Keep the pictures out and restate every record exactly.

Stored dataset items
>>>

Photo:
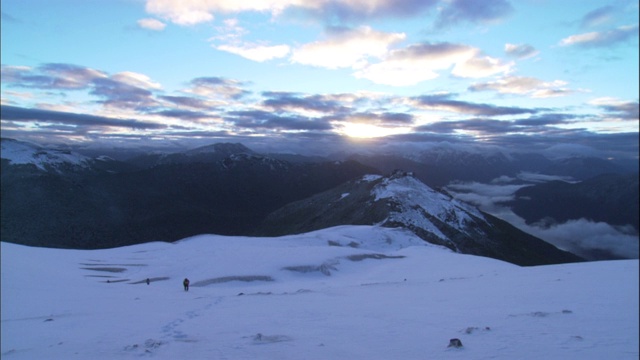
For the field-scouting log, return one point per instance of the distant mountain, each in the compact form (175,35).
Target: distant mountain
(440,166)
(228,190)
(401,200)
(610,198)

<<<

Response area >>
Photo:
For the field-scouting log, return one point per instance of the distant mountain, each in the compact form (175,35).
Target: distant mountain
(440,166)
(228,190)
(401,200)
(610,198)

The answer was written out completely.